## DATA
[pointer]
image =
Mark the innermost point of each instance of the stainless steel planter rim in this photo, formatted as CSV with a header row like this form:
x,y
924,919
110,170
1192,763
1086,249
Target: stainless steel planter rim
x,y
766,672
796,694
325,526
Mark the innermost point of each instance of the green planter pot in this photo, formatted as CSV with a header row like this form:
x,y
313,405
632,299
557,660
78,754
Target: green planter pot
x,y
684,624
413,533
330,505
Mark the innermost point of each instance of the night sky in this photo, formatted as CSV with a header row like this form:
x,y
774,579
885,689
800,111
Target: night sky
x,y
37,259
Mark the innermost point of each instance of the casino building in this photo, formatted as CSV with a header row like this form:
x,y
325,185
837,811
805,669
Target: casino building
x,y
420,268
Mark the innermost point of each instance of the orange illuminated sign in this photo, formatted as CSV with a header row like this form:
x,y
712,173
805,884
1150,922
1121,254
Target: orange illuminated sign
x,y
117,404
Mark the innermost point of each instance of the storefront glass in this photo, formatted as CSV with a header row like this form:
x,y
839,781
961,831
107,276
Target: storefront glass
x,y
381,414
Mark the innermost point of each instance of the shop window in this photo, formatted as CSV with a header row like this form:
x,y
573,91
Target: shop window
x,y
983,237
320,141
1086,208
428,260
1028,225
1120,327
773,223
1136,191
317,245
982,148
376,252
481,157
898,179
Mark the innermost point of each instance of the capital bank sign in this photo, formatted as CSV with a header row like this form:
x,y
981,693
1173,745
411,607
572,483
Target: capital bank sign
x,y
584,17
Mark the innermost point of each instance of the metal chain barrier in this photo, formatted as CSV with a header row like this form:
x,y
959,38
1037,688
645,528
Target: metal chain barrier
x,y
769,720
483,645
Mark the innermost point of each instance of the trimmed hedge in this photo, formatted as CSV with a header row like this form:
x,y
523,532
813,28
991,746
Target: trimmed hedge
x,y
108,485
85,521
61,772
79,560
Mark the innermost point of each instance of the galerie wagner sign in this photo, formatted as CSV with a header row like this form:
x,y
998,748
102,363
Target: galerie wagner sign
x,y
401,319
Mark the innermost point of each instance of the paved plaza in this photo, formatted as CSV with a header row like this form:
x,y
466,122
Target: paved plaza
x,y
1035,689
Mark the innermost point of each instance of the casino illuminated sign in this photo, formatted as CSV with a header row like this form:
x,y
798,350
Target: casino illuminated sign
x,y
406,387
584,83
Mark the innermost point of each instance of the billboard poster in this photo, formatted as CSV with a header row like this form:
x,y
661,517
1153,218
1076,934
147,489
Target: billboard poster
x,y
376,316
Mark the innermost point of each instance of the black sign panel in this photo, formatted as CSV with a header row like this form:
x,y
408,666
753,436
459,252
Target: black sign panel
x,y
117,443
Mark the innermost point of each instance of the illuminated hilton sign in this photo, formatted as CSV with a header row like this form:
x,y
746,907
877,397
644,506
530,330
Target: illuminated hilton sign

## WORK ORDER
Set out the complete listing exactly as shown.

## TASK RESPONSE
[pointer]
image =
Mark the innermost point of each instance of the stainless steel planter rim in this photo, formatted as CSV with a header row like this form:
x,y
924,919
110,170
1192,763
1086,249
Target: stainless steel planter rim
x,y
766,672
796,694
325,526
Mark the innermost point of each instance of the green planter pot in this photo, formatted as CSV with a header row like this form:
x,y
313,405
632,299
557,660
78,754
Target: green planter pot
x,y
684,624
413,533
330,505
Mark the innermost point of each instance of the night sky in this photo, formatted as CSV with a header row like this form:
x,y
774,579
885,689
800,111
Target: night sky
x,y
37,259
Mark the innermost point of each instance of the casino building in this photo, formatted as CSV with a header row like this form:
x,y
325,185
837,811
805,669
Target: casino building
x,y
420,268
Mark the innermost point of each instance of the orange illuminated sign in this photo, formatted as CSV with a header row like this form:
x,y
712,173
805,884
1150,922
1121,254
Target: orange illuminated sign
x,y
117,404
Mark the innermost point of each instance of the storefront glass in this photo, formatted as CSV with a header row like this form:
x,y
839,781
961,831
107,276
Target: storefront glass
x,y
381,414
Mark the innermost point of each instance of the shop window in this photo, formatted as CSV with a header row like this form:
x,y
573,91
Target: shop window
x,y
983,237
320,141
1086,208
428,260
1028,225
1120,327
773,223
1136,191
317,245
982,148
376,252
481,157
898,179
Mark the innermost point of each instance of the capital bank sign in this photo, formatted as CSV with a header row like this form:
x,y
981,693
1173,745
411,607
572,483
Target: capital bank sign
x,y
584,17
Mark the innermost point of each instance of the metal chain barrier in this photo, formatted as CSV with a header row like this form:
x,y
959,38
1037,688
645,528
Target: metal chain barrier
x,y
769,720
483,645
Mark the innermost point of each instance of the trimmed hedge in this photo, formatted as CSV with a header row like this form:
x,y
523,532
813,28
991,746
Target: trimmed hedge
x,y
108,485
85,521
61,772
79,560
Mark the innermost point of each instance of the galerie wagner sign in this photo, formatted as CSV with a header row like this form:
x,y
998,748
102,363
Target: galerie wagner sign
x,y
401,319
Mark the innermost point of each instance of the paved plaza in this photo, formatted as CSV with a header row like this form:
x,y
466,122
Target: paved plaza
x,y
1035,689
Mark the innermost point of each instance of the casino illuminated sign in this photo, formatted as CSV with a header row like this form:
x,y
798,350
Target: casino illuminated sign
x,y
406,387
584,83
Mark the innermost point of each instance of the billboard poster in this photo, formatted as CSV with a header row like this form:
x,y
661,517
1153,218
1076,934
147,489
Target: billboard poster
x,y
376,316
Mark the innermost point of each instance of the black sign panel in this photo, formatted as CSV with a header row like this form:
x,y
408,666
753,436
459,252
Target: black sign panel
x,y
117,443
Mark the innermost point of each instance of the illuminated hilton sign in this photo, formatted as CSV with a header row like this form:
x,y
746,907
877,397
644,506
530,330
Target: illuminated hilton sign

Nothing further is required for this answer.